◆ Given request
Gather every line below that contains the word "crowd", copying each one in full.

====

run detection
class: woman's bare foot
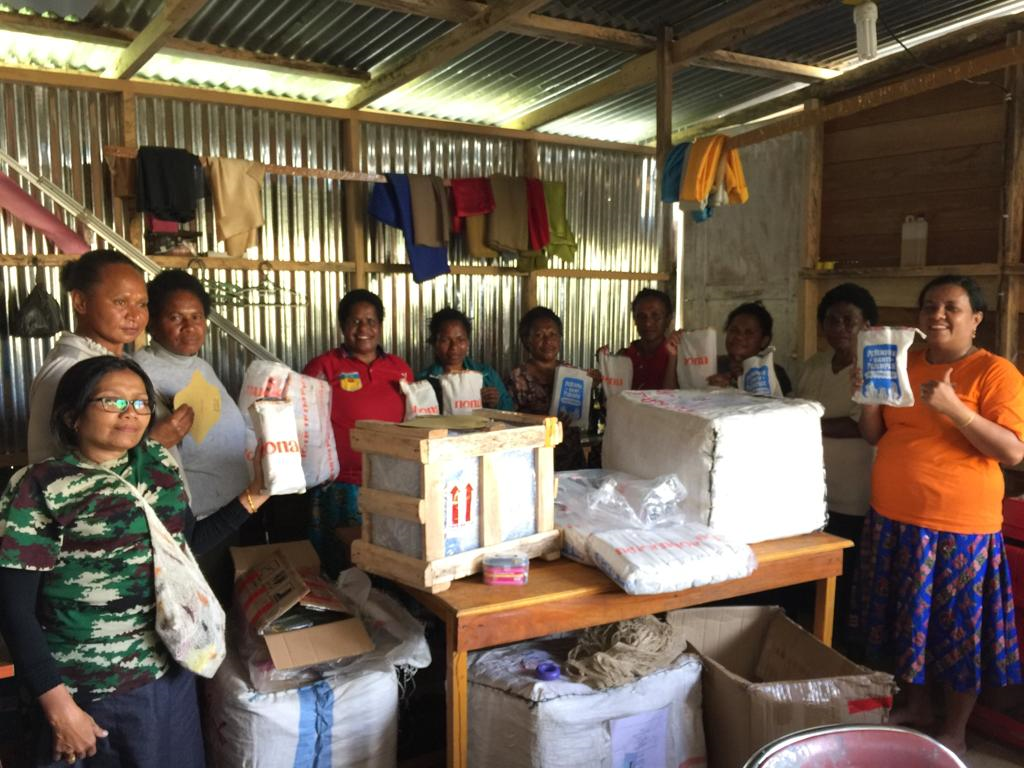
[935,732,967,758]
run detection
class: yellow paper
[174,371,220,443]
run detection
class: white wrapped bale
[469,640,707,768]
[204,653,398,768]
[603,389,825,544]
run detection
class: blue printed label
[743,366,771,395]
[860,344,902,400]
[558,378,585,420]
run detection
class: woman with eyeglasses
[797,283,879,652]
[302,289,413,575]
[28,251,195,462]
[0,355,266,768]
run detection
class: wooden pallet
[350,410,562,593]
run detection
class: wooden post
[996,32,1024,365]
[655,27,675,288]
[797,99,824,360]
[341,118,367,288]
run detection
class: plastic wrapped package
[588,523,757,595]
[469,637,706,768]
[602,388,825,544]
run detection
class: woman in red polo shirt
[302,289,413,575]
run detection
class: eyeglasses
[89,397,153,416]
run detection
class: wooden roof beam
[504,0,828,130]
[0,11,370,83]
[113,0,206,80]
[338,0,549,110]
[352,0,656,53]
[672,12,1024,143]
[693,50,842,83]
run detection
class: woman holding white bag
[416,307,515,411]
[0,355,266,768]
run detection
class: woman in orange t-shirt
[852,275,1024,753]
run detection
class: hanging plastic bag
[10,260,65,339]
[597,349,633,397]
[249,400,306,496]
[441,371,483,416]
[398,379,440,421]
[853,326,925,408]
[676,328,718,389]
[739,347,782,397]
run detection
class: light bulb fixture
[853,0,879,61]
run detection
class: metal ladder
[0,150,282,362]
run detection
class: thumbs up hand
[921,368,970,422]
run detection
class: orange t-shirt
[871,349,1024,534]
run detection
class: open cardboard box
[667,606,896,768]
[231,542,374,670]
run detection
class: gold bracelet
[956,412,978,429]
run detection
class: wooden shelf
[800,264,1003,280]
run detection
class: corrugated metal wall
[0,84,657,454]
[0,82,121,454]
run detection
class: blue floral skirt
[850,509,1021,692]
[309,482,362,579]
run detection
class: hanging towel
[206,158,266,258]
[722,150,751,205]
[459,216,498,259]
[0,173,89,256]
[526,178,551,251]
[679,136,725,208]
[487,173,529,251]
[135,146,204,222]
[370,173,452,283]
[544,181,577,261]
[452,178,495,232]
[658,141,690,203]
[409,174,449,248]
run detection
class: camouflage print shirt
[0,440,188,695]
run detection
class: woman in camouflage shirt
[0,356,266,768]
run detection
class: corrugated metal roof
[374,34,630,124]
[6,0,1024,141]
[540,68,779,142]
[736,0,1024,68]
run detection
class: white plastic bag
[239,360,339,487]
[597,349,633,397]
[441,371,483,416]
[549,366,592,430]
[398,379,440,421]
[739,347,782,397]
[676,328,718,389]
[249,400,306,496]
[853,327,925,408]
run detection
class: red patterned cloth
[526,178,551,251]
[452,178,495,232]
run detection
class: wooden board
[823,141,1002,203]
[825,105,1004,164]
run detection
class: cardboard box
[668,606,896,768]
[231,542,374,670]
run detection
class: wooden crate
[350,410,562,593]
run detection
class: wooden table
[408,534,853,768]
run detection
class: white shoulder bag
[97,467,226,678]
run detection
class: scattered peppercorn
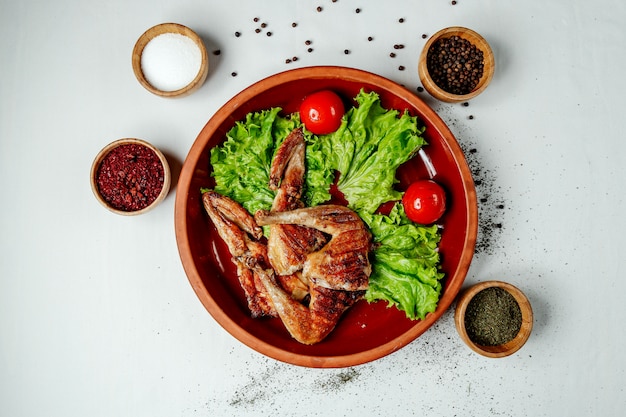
[426,36,483,95]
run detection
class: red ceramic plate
[175,67,478,368]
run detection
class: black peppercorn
[426,36,483,95]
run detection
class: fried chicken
[202,191,276,317]
[255,205,372,291]
[267,129,326,276]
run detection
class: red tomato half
[300,90,345,135]
[402,180,446,224]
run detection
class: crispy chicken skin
[267,129,326,276]
[202,191,276,317]
[255,205,372,291]
[254,268,364,345]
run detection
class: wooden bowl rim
[418,26,496,103]
[90,138,172,216]
[132,23,209,98]
[454,280,533,358]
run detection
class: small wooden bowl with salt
[132,23,209,98]
[454,281,533,358]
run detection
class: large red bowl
[175,67,478,368]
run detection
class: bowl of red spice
[418,26,495,103]
[91,138,171,216]
[454,281,533,358]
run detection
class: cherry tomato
[300,90,345,135]
[402,180,446,224]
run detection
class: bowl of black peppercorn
[418,26,495,103]
[454,281,533,358]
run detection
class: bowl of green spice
[454,281,533,358]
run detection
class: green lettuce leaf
[211,90,443,320]
[310,90,426,213]
[362,203,444,320]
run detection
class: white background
[0,0,626,417]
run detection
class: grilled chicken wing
[255,205,372,291]
[202,191,276,317]
[254,268,364,345]
[267,129,326,276]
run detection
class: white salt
[141,33,202,91]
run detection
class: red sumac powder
[96,143,165,211]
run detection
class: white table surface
[0,0,626,417]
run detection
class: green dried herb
[465,287,522,346]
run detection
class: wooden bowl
[418,26,495,103]
[454,281,533,358]
[174,66,478,368]
[90,138,172,216]
[132,23,209,98]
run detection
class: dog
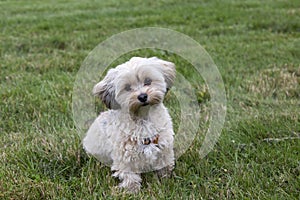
[83,57,176,193]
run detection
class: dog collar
[142,134,159,145]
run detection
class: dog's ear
[93,69,120,110]
[150,57,176,91]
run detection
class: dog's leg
[156,164,174,179]
[113,171,142,193]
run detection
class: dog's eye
[125,84,131,91]
[144,78,152,85]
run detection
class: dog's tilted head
[93,57,176,113]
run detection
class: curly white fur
[83,57,175,192]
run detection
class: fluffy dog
[83,57,176,192]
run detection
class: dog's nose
[138,93,148,103]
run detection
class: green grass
[0,0,300,199]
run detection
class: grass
[0,0,300,199]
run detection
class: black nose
[138,93,148,103]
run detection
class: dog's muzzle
[138,93,148,103]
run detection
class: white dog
[83,57,176,192]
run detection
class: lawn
[0,0,300,199]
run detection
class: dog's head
[93,57,176,112]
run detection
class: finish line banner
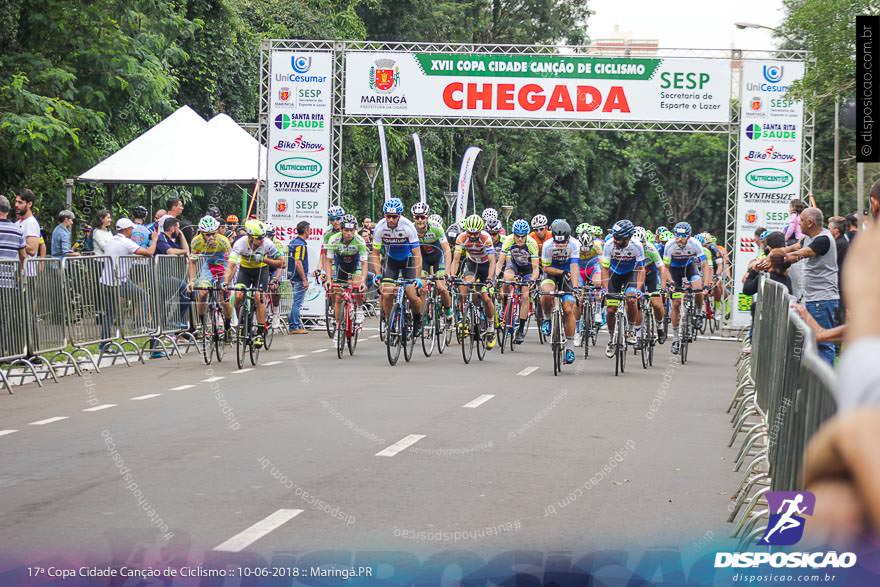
[345,51,731,123]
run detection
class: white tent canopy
[78,106,266,184]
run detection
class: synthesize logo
[757,491,816,546]
[764,65,782,84]
[369,59,400,94]
[290,55,312,73]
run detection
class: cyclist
[449,214,495,349]
[223,219,284,347]
[663,222,711,355]
[410,202,452,318]
[190,216,232,333]
[541,219,581,365]
[370,198,423,332]
[496,219,540,344]
[600,219,645,359]
[324,214,367,333]
[529,214,553,251]
[634,226,670,342]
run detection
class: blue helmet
[513,218,529,236]
[382,198,403,214]
[611,220,636,239]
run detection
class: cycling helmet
[244,218,266,236]
[382,198,403,214]
[461,214,486,232]
[199,216,220,232]
[672,222,693,238]
[611,220,636,240]
[410,202,431,216]
[550,218,571,243]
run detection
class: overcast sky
[588,0,784,49]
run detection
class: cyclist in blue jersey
[599,220,645,359]
[370,198,423,332]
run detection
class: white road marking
[376,434,425,457]
[30,416,67,426]
[83,404,116,412]
[214,509,303,552]
[461,393,495,408]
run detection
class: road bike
[495,279,534,354]
[449,279,488,364]
[385,279,415,367]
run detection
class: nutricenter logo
[746,167,794,190]
[275,157,324,179]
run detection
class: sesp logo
[758,491,816,546]
[290,55,312,77]
[764,65,782,84]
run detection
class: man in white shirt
[100,218,159,351]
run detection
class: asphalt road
[0,324,739,561]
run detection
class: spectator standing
[287,220,309,334]
[100,218,158,351]
[768,208,840,365]
[92,210,113,255]
[52,210,79,259]
[131,206,152,249]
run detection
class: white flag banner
[413,132,428,204]
[455,147,482,222]
[376,120,391,202]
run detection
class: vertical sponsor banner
[733,60,804,326]
[376,120,391,202]
[455,147,481,222]
[266,51,333,316]
[413,132,428,204]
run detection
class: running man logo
[758,491,816,546]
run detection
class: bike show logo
[369,59,400,94]
[275,157,324,179]
[275,113,324,130]
[746,167,794,190]
[272,135,324,153]
[746,122,797,141]
[743,145,797,163]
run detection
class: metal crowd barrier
[728,278,837,547]
[0,259,34,393]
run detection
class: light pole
[363,163,379,222]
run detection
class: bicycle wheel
[211,304,226,363]
[235,300,250,369]
[385,304,401,367]
[336,302,349,359]
[456,302,477,363]
[198,311,214,365]
[421,299,440,357]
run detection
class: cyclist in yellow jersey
[223,219,284,347]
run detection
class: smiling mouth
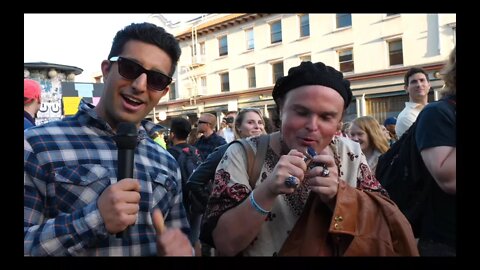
[122,96,143,106]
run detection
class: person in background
[383,116,398,146]
[187,108,266,256]
[150,128,167,149]
[380,125,393,146]
[415,47,457,256]
[201,61,418,256]
[262,116,276,134]
[23,23,193,256]
[194,113,227,160]
[187,126,203,145]
[395,67,431,138]
[222,111,237,143]
[23,79,42,130]
[217,117,227,139]
[350,116,390,172]
[340,121,352,138]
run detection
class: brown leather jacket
[279,180,419,256]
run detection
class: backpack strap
[237,134,270,190]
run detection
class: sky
[23,13,201,82]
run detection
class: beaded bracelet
[250,190,270,216]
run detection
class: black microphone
[113,122,137,238]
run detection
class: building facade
[149,13,456,128]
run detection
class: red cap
[23,79,42,104]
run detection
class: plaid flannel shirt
[23,102,190,256]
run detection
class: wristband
[250,190,270,216]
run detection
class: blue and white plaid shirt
[23,102,190,256]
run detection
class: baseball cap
[23,79,42,104]
[383,116,397,126]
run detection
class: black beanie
[272,61,352,109]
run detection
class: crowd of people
[24,23,456,256]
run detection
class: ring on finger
[284,175,299,188]
[320,166,330,177]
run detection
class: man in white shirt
[395,67,431,138]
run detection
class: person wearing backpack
[167,117,202,232]
[415,47,457,256]
[185,108,266,256]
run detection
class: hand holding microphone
[98,122,140,237]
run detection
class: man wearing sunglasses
[194,113,227,160]
[24,23,192,256]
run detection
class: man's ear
[160,86,170,98]
[100,60,112,81]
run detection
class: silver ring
[284,175,298,188]
[320,167,330,177]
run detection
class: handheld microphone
[113,122,137,238]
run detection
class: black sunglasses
[110,56,172,91]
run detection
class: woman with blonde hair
[184,108,266,256]
[350,116,390,175]
[233,108,266,140]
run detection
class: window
[218,36,228,56]
[337,13,352,28]
[247,67,257,88]
[168,82,177,100]
[338,48,354,72]
[190,45,196,57]
[272,61,283,84]
[220,72,230,92]
[388,39,403,66]
[300,14,310,37]
[197,76,207,95]
[452,25,457,45]
[299,54,312,62]
[270,21,282,44]
[200,41,205,55]
[245,28,255,50]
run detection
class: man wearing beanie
[23,79,42,130]
[202,62,418,256]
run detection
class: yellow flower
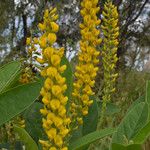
[47,33,57,44]
[51,55,61,66]
[50,99,60,110]
[51,22,59,32]
[100,1,119,126]
[71,0,102,129]
[26,38,31,45]
[47,128,57,140]
[38,23,46,31]
[54,135,63,147]
[52,85,62,96]
[47,67,58,77]
[35,8,71,150]
[49,147,57,150]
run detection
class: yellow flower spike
[47,128,57,140]
[61,147,68,150]
[71,0,102,129]
[35,8,71,150]
[51,22,59,33]
[99,0,119,127]
[26,38,31,45]
[44,78,53,90]
[47,33,57,44]
[44,47,55,60]
[53,117,63,128]
[38,23,46,31]
[52,85,62,96]
[50,99,60,110]
[50,8,57,14]
[51,55,61,66]
[36,57,45,64]
[44,9,49,18]
[39,37,47,48]
[54,135,63,147]
[47,67,58,77]
[49,146,57,150]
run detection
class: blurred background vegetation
[0,0,150,149]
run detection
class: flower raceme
[71,0,102,126]
[34,8,71,150]
[100,0,119,124]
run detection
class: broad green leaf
[82,97,98,135]
[112,102,148,145]
[0,82,41,126]
[146,81,150,105]
[69,126,83,143]
[23,102,45,143]
[112,143,142,150]
[70,97,98,146]
[69,128,116,150]
[98,101,120,115]
[14,125,38,150]
[146,81,150,121]
[128,96,145,112]
[132,122,150,144]
[0,61,21,93]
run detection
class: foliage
[0,0,150,150]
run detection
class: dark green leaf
[14,125,38,150]
[112,143,142,150]
[0,82,41,125]
[98,101,120,115]
[69,128,116,150]
[132,122,150,144]
[82,97,98,135]
[0,61,21,93]
[23,102,44,143]
[112,102,148,145]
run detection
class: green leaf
[0,61,21,93]
[128,96,145,112]
[145,81,150,121]
[14,125,38,150]
[0,82,41,126]
[112,102,148,145]
[69,128,116,150]
[98,101,120,115]
[70,96,98,146]
[112,143,142,150]
[23,102,45,143]
[132,122,150,144]
[82,96,98,135]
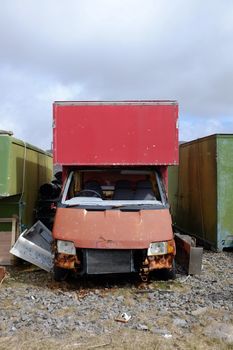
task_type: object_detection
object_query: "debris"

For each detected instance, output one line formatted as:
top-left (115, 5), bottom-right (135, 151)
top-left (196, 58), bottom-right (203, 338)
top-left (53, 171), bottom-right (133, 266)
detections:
top-left (204, 322), bottom-right (233, 344)
top-left (173, 317), bottom-right (187, 327)
top-left (0, 266), bottom-right (6, 284)
top-left (136, 323), bottom-right (149, 331)
top-left (10, 221), bottom-right (53, 272)
top-left (191, 307), bottom-right (207, 316)
top-left (115, 312), bottom-right (131, 323)
top-left (163, 333), bottom-right (172, 339)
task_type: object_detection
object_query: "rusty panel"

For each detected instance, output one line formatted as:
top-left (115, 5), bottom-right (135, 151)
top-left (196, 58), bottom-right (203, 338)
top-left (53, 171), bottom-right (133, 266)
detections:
top-left (175, 137), bottom-right (217, 245)
top-left (53, 101), bottom-right (178, 166)
top-left (53, 208), bottom-right (173, 249)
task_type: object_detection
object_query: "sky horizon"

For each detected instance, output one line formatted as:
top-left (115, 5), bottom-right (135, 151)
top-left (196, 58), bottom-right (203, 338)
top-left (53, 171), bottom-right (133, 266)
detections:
top-left (0, 0), bottom-right (233, 149)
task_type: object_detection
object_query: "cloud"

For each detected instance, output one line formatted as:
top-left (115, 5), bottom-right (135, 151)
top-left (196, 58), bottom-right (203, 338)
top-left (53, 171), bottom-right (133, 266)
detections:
top-left (0, 0), bottom-right (233, 148)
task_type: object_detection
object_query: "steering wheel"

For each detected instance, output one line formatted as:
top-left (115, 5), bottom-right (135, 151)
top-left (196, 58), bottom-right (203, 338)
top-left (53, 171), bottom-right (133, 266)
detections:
top-left (76, 189), bottom-right (102, 198)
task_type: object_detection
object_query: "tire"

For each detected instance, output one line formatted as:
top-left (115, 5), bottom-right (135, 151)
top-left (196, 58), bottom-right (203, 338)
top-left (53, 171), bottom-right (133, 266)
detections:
top-left (53, 266), bottom-right (69, 282)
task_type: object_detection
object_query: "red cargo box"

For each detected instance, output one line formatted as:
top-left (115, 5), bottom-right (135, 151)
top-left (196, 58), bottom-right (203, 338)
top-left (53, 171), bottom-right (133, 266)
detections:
top-left (53, 101), bottom-right (178, 166)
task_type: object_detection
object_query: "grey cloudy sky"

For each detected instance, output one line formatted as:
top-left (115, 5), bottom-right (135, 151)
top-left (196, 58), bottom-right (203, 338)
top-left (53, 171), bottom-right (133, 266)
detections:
top-left (0, 0), bottom-right (233, 148)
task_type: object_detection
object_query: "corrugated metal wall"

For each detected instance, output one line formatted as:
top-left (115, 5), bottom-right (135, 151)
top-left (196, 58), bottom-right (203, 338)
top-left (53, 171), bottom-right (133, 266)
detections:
top-left (169, 135), bottom-right (233, 250)
top-left (0, 135), bottom-right (53, 228)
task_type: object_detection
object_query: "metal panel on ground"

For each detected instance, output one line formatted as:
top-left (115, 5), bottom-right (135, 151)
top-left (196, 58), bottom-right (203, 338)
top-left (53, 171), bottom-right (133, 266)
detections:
top-left (10, 221), bottom-right (54, 272)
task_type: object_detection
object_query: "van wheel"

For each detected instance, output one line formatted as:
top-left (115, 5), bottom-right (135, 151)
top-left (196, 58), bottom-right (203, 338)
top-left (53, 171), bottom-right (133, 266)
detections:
top-left (53, 266), bottom-right (69, 282)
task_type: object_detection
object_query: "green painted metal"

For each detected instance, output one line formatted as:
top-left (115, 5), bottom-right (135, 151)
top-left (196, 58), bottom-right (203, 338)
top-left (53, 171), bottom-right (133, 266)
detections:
top-left (168, 134), bottom-right (233, 250)
top-left (0, 135), bottom-right (53, 231)
top-left (0, 135), bottom-right (11, 197)
top-left (217, 135), bottom-right (233, 248)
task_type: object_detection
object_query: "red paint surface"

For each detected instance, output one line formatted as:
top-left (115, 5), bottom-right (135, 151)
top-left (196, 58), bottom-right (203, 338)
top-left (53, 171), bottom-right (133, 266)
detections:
top-left (53, 101), bottom-right (178, 166)
top-left (53, 208), bottom-right (173, 249)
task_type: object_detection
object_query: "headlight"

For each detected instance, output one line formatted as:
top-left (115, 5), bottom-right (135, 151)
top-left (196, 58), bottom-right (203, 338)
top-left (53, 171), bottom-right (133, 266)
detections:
top-left (147, 242), bottom-right (167, 256)
top-left (57, 240), bottom-right (76, 255)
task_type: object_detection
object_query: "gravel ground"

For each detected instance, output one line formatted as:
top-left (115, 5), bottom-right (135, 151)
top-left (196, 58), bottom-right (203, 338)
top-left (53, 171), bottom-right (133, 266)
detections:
top-left (0, 252), bottom-right (233, 350)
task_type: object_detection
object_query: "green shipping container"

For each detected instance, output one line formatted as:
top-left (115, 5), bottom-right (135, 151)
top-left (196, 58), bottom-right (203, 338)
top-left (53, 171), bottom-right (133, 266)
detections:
top-left (0, 134), bottom-right (53, 232)
top-left (168, 134), bottom-right (233, 250)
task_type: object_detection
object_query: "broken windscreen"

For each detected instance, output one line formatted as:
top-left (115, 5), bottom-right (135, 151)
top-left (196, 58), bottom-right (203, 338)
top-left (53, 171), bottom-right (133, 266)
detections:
top-left (62, 169), bottom-right (167, 209)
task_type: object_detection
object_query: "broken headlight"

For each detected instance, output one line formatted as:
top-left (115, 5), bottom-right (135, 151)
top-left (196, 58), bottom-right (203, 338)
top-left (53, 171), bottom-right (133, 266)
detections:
top-left (147, 242), bottom-right (167, 256)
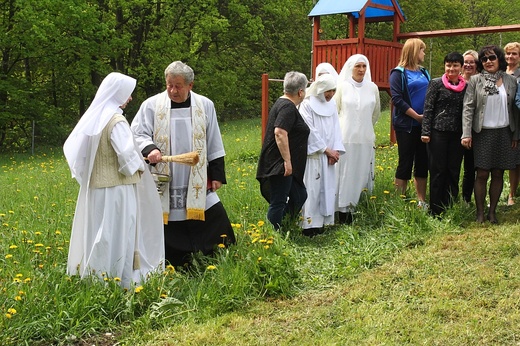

====

◆ Exercise response
class: metal crowd barrier
class: crowd of people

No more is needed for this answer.